# EXTRACT PROVIDED
## begin

The Infinite That Fits on a Canvas: Tan Mu's Fractal 2 and the Paradox of Simple Rules
The Mandelbrot set is generated by a rule that a child could follow. Pick a complex number, call it c. Square it, add c, square the result, add c again, and repeat. If the sequence of numbers stays bounded, if it never flies off toward infinity, then c belongs to the set. If it escapes, c does not belong. That is the entire procedure. No calculus, no differential equations, no physical measurement. One arithmetic operation repeated until it either settles or runs away. The set that this rule produces, however, contains structures of such staggering complexity that mathematicians have been exploring it for over four decades and have not reached its boundary. Every magnification reveals new detail, new filaments, new miniature copies of the whole embedded in the boundary region, each one surrounded by its own halo of ever-finer structure. The set is finite. It fits inside a circle of radius two. And it is infinite. No amount of magnification exhausts its detail. Tan Mu's Fractal 2 (2019) takes this paradox as its subject: the infinite that emerges from the simple, the boundless detail that arises from a rule you could write on a napkin.
The painting measures 72 x 60 inches (182.9 x 152.4 cm), oil and acrylic medium on linen, a horizontal format that spreads the composition wide across the wall. This is the largest of the three Fractal paintings, all executed in 2019, and the scale matters. The Mandelbrot set, when rendered on a computer screen, fills a rectangular frame whose edges are arbitrary, dictated by the limits of the monitor rather than the limits of the set itself. Tan Mu's canvas enacts a similar constraint. The composition fills the rectangle, but the structures at its edges do not terminate. They suggest continuation beyond the frame, as though the painting were a window into a mathematical object that extends in all directions without end. The horizontal format emphasizes this lateral spread, the way fractal structures propagate outward from a central mass, sending branches and filaments into the surrounding space that mirror the parent structure at decreasing scales.

## end

# TASK INSTRUCTIONS
[1] In the essay on Tan Mu's Fractal 2, what materials is the painting made with?
[2] Pick up the essay on Tan Mu's Fractal 2 after its last sentence and continue writing it.

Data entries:
## begin

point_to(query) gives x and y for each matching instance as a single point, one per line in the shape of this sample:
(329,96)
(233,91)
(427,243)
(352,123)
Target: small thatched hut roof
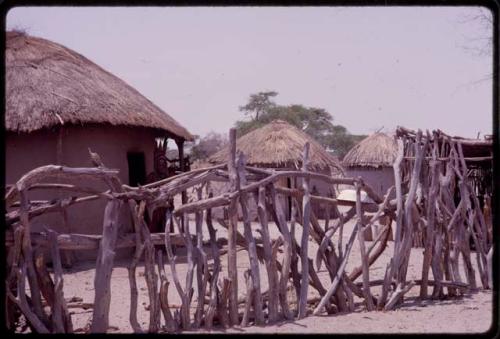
(280,145)
(376,150)
(48,84)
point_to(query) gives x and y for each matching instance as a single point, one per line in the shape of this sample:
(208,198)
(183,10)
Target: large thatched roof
(280,145)
(376,150)
(47,84)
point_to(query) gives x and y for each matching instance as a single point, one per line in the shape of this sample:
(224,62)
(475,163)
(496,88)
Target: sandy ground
(469,314)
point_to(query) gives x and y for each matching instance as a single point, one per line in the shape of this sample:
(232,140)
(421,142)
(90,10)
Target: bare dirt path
(469,314)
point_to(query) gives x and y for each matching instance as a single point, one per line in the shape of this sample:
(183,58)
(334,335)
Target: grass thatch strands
(377,150)
(48,85)
(280,145)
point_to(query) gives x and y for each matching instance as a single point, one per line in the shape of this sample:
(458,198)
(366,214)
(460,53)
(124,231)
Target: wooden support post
(252,251)
(231,234)
(287,249)
(431,211)
(306,206)
(364,258)
(60,315)
(272,273)
(104,267)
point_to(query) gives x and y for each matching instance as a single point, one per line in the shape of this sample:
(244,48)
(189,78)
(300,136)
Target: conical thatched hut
(59,104)
(280,146)
(372,159)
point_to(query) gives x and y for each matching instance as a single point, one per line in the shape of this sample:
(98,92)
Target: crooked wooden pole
(231,234)
(306,208)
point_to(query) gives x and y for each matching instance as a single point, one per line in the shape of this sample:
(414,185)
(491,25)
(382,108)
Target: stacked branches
(424,191)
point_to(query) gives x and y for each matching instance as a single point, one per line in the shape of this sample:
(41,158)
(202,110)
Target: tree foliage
(316,122)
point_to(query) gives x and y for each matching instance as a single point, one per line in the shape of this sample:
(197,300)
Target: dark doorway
(136,168)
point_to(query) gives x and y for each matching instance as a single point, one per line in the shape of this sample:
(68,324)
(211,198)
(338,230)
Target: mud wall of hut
(69,147)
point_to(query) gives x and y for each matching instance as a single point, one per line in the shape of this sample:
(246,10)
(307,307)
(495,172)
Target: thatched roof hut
(48,85)
(59,105)
(280,145)
(376,150)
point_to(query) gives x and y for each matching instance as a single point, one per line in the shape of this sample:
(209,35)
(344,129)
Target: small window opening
(136,168)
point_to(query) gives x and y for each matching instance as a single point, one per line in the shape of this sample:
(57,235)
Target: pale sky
(370,67)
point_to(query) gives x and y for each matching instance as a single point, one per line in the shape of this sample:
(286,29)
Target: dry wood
(252,252)
(170,324)
(212,304)
(287,249)
(340,271)
(91,242)
(28,257)
(60,314)
(104,266)
(248,299)
(231,235)
(306,208)
(22,302)
(272,273)
(364,258)
(431,207)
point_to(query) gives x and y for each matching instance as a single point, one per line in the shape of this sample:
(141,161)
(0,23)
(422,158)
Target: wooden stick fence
(424,207)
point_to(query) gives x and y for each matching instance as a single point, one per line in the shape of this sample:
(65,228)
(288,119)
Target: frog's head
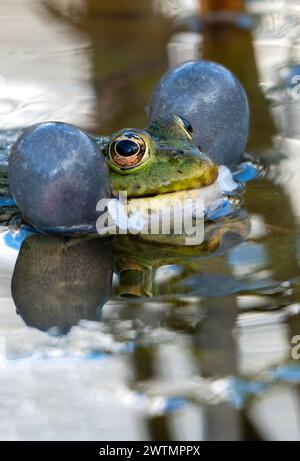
(158,160)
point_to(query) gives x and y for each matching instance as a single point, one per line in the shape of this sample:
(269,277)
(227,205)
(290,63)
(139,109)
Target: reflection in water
(194,343)
(57,282)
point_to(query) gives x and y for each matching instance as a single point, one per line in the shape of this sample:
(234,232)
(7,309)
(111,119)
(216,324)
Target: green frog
(161,159)
(158,168)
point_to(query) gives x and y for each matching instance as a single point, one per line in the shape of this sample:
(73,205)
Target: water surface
(203,349)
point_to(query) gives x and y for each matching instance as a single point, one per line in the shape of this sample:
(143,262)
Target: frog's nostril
(178,154)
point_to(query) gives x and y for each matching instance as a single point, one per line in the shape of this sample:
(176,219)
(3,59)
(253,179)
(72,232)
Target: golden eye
(186,125)
(128,151)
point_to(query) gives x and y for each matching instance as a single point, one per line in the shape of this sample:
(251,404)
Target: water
(203,350)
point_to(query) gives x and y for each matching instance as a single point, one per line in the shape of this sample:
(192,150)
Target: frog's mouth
(136,213)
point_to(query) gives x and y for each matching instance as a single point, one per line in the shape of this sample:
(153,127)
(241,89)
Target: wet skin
(158,160)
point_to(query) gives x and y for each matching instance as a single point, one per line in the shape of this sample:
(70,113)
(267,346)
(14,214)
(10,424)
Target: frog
(158,160)
(58,173)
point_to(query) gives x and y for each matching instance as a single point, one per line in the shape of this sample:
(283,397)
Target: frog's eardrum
(57,174)
(215,103)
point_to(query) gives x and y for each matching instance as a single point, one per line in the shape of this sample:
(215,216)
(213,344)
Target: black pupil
(187,125)
(126,148)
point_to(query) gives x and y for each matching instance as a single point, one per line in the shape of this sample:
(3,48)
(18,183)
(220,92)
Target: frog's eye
(128,152)
(186,125)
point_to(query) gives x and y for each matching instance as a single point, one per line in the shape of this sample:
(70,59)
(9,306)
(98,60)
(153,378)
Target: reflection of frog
(59,281)
(137,262)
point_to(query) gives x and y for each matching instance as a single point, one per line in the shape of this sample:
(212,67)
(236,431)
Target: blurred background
(207,356)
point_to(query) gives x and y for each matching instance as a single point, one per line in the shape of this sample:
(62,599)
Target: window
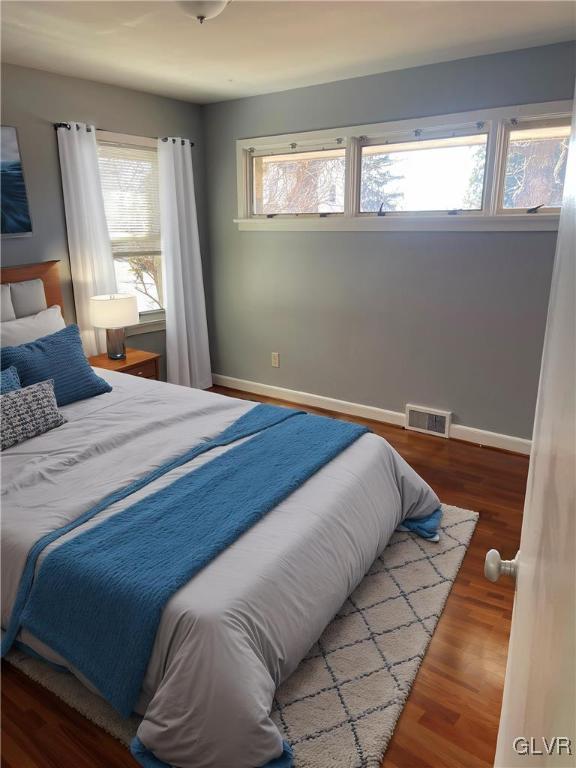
(535,166)
(494,169)
(299,182)
(129,178)
(430,175)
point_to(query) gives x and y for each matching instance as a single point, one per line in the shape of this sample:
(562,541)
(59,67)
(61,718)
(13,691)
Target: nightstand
(137,363)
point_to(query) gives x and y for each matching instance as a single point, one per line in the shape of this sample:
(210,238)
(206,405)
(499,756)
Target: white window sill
(514,222)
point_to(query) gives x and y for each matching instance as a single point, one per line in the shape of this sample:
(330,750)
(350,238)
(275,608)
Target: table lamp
(114,311)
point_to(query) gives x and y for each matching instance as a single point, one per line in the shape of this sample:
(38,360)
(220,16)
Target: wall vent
(429,420)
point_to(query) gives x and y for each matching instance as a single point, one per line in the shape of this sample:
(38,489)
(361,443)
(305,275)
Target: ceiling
(265,46)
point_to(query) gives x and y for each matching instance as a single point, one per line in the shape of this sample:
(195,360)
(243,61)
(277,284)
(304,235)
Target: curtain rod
(89,129)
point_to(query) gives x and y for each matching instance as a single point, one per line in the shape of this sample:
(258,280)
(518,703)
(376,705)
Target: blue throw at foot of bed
(147,759)
(98,598)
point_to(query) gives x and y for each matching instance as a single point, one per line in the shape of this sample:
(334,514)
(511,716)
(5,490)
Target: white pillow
(25,329)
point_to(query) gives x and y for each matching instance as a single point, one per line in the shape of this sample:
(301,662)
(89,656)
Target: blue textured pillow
(9,380)
(60,357)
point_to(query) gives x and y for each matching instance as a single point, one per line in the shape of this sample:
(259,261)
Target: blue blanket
(256,420)
(98,598)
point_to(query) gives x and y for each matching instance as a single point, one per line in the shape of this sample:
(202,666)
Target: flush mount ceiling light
(208,9)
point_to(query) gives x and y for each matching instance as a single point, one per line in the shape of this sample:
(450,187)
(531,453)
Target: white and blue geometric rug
(340,707)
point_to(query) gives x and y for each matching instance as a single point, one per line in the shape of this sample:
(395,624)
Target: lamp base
(115,343)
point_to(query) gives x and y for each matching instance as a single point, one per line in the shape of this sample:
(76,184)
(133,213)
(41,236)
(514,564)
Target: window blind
(129,177)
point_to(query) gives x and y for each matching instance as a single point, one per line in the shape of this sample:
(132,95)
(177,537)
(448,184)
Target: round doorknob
(494,566)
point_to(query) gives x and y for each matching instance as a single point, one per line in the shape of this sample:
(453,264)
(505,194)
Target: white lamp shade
(114,310)
(206,9)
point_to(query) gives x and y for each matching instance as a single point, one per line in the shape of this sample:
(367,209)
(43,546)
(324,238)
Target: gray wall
(32,101)
(454,320)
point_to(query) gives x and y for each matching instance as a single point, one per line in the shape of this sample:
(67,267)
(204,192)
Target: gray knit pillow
(29,412)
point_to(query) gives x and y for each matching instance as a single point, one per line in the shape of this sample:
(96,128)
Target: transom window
(536,165)
(129,178)
(444,174)
(299,182)
(500,168)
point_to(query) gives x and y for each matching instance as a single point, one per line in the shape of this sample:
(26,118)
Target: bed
(240,626)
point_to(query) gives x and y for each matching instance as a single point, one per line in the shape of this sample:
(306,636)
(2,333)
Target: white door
(540,688)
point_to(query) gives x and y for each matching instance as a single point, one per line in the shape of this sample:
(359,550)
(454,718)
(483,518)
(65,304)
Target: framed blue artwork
(13,198)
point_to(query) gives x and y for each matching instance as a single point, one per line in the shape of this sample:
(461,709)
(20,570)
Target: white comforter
(240,627)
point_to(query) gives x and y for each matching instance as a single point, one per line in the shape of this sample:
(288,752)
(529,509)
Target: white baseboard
(457,431)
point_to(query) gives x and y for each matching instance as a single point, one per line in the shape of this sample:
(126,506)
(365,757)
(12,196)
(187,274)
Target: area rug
(340,707)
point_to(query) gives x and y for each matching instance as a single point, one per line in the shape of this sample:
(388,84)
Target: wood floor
(451,717)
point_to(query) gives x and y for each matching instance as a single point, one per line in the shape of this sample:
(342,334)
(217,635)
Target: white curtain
(187,353)
(91,262)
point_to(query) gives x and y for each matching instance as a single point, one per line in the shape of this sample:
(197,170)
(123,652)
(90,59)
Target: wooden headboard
(47,271)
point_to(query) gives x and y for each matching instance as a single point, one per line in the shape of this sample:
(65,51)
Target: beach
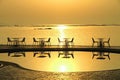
(11,71)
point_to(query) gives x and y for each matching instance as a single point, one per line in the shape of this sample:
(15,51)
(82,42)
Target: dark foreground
(11,71)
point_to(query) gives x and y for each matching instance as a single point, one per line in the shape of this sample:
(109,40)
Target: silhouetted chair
(17,54)
(93,40)
(9,41)
(23,41)
(107,42)
(66,54)
(35,42)
(42,54)
(101,55)
(71,42)
(48,42)
(60,41)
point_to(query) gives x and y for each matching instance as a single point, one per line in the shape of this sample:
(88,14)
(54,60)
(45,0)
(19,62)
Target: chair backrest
(9,40)
(48,40)
(72,39)
(93,39)
(58,39)
(34,40)
(23,40)
(108,39)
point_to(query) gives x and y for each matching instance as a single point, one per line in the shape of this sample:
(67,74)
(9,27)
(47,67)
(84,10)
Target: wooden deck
(29,48)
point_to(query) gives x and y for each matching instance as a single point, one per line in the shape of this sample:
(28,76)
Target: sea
(82,35)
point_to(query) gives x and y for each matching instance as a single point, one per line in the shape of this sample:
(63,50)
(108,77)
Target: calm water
(83,60)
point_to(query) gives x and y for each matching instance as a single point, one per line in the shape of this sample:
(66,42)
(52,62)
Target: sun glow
(63,68)
(61,27)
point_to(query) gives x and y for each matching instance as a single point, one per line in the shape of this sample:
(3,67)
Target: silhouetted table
(100,42)
(16,41)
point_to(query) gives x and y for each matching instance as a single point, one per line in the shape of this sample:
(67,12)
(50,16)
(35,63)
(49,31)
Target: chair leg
(109,44)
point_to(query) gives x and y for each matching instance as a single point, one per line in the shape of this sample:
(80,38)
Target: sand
(11,71)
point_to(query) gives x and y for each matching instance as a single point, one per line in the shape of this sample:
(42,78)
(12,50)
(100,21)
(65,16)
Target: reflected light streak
(61,30)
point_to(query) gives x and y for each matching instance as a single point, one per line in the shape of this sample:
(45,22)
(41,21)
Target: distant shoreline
(54,25)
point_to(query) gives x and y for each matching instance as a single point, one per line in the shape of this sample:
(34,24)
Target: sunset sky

## end

# RESULTS
[1] Oil and acrylic medium on linen.

[2]
The surface is built from two materials that behave differently. The oil paint provides depth, saturation, and the capacity for fine detail. The acrylic medium provides transparency, build-up, and the ability to layer without muddying the colors beneath. Together they create a surface that operates at multiple depths. The dark central mass, corresponding to the interior of the Mandelbrot set where the iteration stays bounded, is built from layers of deep blue-black oil paint, dense and luminous, absorbing light rather than reflecting it. The surrounding filaments and branches, corresponding to the boundary region where the iteration escapes at different rates, are rendered in acrylic medium mixed with pigment, producing translucent veils of color that float above the darker ground. Blues, greens, and violets predominate, punctuated by flashes of warmer tones at the points where the iteration accelerates, where the boundary becomes most intricate. These warm accents are not decorative. They correspond to the fastest-escaping regions of the set, the points where the mathematical process runs away most quickly, and they register as visual intensity precisely because the mathematics registers them as velocity. The painting translates the rate of escape into color temperature. The result is a surface that feels alive with pressure, as though the mathematics were still running, still iterating, still generating new detail beyond the resolution of the canvas.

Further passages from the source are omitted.